- THE PROBLEM:
Copy out the material below, changing every "photograph" to "image" and leaving all other text untouched.

- Records from a dataset:

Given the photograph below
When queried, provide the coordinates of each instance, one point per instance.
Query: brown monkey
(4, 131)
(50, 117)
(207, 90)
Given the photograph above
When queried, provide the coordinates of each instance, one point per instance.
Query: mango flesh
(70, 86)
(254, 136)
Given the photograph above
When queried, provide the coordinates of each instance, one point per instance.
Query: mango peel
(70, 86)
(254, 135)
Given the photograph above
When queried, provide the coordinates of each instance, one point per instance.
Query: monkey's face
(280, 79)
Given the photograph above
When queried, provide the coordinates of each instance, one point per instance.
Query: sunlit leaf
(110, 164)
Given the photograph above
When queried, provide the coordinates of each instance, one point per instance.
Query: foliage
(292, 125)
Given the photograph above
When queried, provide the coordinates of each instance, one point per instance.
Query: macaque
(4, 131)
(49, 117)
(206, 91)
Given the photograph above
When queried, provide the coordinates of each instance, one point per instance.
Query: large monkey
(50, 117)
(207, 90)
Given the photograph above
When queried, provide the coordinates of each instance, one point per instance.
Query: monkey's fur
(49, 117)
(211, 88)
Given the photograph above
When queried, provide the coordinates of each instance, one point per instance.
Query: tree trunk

- ANSWER TO THIS PROBLEM:
Given the image below
When queried, provide the coordinates of each instance, one point per instance.
Query: brown monkey
(4, 131)
(50, 117)
(207, 90)
Given the image above
When queried, provide the coordinates of each instance, one point per instance.
Query: mango flesh
(70, 86)
(254, 136)
Given the image above
When queried, provide the coordinates of each instance, one point per instance.
Query: mango peel
(70, 86)
(254, 135)
Given the image above
When queried, provide the coordinates of each instance, one point per instance.
Query: monkey's face
(280, 79)
Given the image above
When queried, provide the coordinates of each instance, one point per instance.
Query: sunlit leaf
(110, 164)
Given the image above
When queried, provide the coordinates of each instance, one point per instance.
Query: foliage
(292, 125)
Given the image above
When queried, provide the coordinates of each instance, one point per instance.
Query: macaque
(4, 131)
(49, 117)
(206, 91)
Given the image above
When queried, provide the coordinates of each instance, one point per instance.
Query: large monkey
(50, 117)
(207, 90)
Given the image above
When queried, provide the coordinates of each instance, one point per instance.
Query: monkey's fur
(49, 117)
(211, 88)
Given the image above
When queried, provide the coordinates of each instance, one point per instance.
Query: tree trunk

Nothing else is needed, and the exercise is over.